──────── PROVIDED PASSAGE
NEWS for North Dakotans
Agriculture Communication, North Dakota State University
7 Morrill Hall, Fargo, ND 58105-5665


February 24, 2000

Plains Folk: Mustering with a Bird's-Eye View

Tom Isern, Professor of History
North Dakota State University
©2000 Plains Folk

The grasslands of Forest Range Station--in the Lindis Pass, South Island of New Zealand--are high, dry, and broken, seamed with countless gullies and canyons. So when my station host, Russell Emmerson, invited me along to muster sheep from one paddock to another, it might have been an exhausting task.

Which it wasn't, because as I emerged from breakfast, Russell was servicing the helicopter--a brand new two-seater he had flown down from Christchurch. I took the shotgun seat at left, with the station mascot, a little Black Russell dog, between my ankles. A shaggy sheepdog rode in an aluminum cage slung under. And we were off to the tops.

After a quick stop to get a gate, my host began gathering little mobs of sheep from every corner and crevice of the paddock. The fine-wool Merinos in which the station specializes move readily before a helicopter; when they get sluggish, Russell opens the door and whistles at them while the dog beneath barks enthusiastically. The more reluctant sheep get a low buzz so that the rotor wash flings dust at them.

Now and then a mob gets hung in the brush--briar or the thorny native, matagouri--and has to be patiently shepherded through. Others take refuge in the bottom of a deep gully, and that's when it's hard for a passenger like me to keep down breakfast. I did, though, learning not to look at the sheer rock faces as the copter drops down between them, looking across the valley instead.

It's a fascination to observe the process of a great flock being formed from scattered mobs. Each little bunch roused from the tussock or brush is set moving toward a rendezvous with the others. Soon Russell has six or eight little flocks on the move at the same time, bouncing from one to another like a bee to blossoms. The sheep bunch up at gates, of course, like parishioners in a church foyer, and have to be whistled through. Only at one point does Russell release the dog to move a flock across a ridge, and this is just to let the dog have a run.

The sheep move more easily as they accumulate into a larger flock, gaining confidence and leadership, streaming single file along the steeper slopes, mobbing up on the tops. It takes a couple of hours to finish the muster.
────────────────
DIRECTIONS FOR THIS TASK:
Answer these questions using the mustering article.
(a) What aircraft did the station host use for the muster, and where had he flown it from?
(b) What kind of sheep does the station specialize in?
(c) How long does it take to finish the muster?
──────── DATASET CONTENT
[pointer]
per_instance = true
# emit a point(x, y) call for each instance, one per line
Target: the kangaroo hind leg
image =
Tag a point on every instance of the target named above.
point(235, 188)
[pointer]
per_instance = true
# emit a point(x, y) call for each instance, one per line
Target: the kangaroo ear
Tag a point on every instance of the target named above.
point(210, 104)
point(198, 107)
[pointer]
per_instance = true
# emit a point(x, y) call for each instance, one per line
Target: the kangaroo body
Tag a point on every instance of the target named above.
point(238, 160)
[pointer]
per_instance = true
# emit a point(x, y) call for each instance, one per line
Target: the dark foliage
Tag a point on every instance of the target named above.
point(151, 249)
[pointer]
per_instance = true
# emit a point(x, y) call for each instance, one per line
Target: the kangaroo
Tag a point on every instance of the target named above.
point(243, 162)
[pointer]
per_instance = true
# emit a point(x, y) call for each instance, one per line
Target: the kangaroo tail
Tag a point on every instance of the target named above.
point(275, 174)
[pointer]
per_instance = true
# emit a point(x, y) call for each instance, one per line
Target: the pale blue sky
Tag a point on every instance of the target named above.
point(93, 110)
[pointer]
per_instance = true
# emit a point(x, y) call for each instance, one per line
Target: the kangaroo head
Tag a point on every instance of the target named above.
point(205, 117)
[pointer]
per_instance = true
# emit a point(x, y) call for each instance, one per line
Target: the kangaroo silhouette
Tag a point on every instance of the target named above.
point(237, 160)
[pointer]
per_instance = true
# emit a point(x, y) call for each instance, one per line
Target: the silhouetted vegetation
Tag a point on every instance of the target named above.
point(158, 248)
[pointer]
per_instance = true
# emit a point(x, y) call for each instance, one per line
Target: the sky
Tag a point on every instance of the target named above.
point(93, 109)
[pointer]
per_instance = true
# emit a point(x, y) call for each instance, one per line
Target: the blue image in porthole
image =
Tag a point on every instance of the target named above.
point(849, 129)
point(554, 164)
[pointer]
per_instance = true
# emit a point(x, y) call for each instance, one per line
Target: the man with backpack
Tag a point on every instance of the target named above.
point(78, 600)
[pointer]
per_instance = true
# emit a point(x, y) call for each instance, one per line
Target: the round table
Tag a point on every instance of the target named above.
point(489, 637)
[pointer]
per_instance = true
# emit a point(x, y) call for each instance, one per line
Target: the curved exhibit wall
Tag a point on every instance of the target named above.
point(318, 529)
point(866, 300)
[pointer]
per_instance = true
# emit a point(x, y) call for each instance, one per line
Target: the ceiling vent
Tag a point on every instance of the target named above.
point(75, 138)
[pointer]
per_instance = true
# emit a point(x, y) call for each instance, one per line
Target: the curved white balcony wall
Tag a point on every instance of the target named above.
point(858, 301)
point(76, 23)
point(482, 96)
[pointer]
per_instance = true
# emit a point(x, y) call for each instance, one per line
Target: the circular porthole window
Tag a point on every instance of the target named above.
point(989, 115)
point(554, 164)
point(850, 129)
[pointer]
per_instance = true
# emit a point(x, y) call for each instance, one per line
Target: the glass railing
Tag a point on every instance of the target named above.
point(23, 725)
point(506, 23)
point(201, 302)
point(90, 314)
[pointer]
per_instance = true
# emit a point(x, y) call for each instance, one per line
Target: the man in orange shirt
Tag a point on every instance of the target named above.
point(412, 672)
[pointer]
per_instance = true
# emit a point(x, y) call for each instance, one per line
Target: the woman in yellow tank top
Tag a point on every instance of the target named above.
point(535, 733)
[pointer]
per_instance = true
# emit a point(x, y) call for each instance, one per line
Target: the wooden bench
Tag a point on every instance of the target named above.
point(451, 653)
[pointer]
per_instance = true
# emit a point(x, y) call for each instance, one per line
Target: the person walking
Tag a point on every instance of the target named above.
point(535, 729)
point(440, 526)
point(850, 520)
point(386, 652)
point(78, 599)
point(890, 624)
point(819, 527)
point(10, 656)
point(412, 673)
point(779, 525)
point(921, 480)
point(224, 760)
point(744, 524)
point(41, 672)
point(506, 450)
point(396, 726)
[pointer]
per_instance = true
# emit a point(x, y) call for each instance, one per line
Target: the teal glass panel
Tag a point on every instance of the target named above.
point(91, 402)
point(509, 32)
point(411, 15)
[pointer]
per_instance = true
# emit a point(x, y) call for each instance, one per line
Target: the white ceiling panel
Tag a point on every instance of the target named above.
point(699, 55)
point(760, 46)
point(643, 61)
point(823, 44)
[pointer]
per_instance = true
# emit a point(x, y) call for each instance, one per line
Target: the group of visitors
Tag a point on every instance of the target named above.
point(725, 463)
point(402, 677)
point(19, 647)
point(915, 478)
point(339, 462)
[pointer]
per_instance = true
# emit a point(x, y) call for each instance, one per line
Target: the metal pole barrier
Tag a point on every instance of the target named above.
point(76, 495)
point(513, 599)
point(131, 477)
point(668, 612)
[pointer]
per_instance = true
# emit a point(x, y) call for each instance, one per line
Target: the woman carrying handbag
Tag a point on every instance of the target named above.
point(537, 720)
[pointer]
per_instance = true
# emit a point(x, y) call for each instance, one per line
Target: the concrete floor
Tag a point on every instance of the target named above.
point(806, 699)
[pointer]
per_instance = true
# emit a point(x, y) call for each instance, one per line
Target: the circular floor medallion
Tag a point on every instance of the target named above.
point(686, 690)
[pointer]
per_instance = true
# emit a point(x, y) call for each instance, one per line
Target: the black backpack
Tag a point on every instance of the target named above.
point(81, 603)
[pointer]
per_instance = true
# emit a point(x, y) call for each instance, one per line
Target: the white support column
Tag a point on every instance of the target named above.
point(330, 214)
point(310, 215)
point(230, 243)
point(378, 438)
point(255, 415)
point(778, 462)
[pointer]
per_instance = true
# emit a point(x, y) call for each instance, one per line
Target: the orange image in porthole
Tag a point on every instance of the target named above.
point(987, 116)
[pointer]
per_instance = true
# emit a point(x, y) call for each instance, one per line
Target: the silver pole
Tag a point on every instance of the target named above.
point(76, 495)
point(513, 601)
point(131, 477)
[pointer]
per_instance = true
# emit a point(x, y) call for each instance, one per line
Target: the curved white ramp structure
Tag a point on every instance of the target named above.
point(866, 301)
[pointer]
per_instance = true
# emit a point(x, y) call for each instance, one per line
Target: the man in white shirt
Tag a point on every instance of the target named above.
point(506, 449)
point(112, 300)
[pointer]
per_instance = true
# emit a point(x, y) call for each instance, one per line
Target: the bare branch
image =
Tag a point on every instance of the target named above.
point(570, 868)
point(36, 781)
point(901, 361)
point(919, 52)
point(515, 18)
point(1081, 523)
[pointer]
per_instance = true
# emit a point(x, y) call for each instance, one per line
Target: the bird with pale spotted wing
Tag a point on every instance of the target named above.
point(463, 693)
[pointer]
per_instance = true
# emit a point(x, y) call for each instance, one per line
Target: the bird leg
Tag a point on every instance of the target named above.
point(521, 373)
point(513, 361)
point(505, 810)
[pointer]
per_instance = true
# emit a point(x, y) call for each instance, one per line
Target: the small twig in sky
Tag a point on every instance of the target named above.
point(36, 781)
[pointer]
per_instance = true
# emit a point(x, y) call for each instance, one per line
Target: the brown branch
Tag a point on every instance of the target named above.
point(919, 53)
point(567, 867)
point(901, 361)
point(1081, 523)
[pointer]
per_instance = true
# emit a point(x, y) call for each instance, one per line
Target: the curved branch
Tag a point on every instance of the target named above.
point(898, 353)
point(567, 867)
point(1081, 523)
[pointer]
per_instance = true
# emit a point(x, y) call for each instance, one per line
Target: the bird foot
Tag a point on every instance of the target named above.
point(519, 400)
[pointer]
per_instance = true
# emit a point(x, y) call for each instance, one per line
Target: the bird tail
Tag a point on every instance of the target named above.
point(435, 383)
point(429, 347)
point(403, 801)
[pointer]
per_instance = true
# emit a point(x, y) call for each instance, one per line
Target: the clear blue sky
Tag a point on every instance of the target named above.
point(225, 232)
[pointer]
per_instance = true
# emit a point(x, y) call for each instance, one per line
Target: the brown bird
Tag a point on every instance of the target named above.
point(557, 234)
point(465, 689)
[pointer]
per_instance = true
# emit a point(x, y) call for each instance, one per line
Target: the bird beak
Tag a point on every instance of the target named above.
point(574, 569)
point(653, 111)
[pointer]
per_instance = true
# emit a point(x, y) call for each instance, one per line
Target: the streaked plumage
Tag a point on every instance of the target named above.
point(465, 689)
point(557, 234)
────────────────
RESULT FOR THIS TASK:
(a) A brand new two-seater helicopter, flown down from Christchurch.
(b) Fine-wool Merinos.
(c) A couple of hours.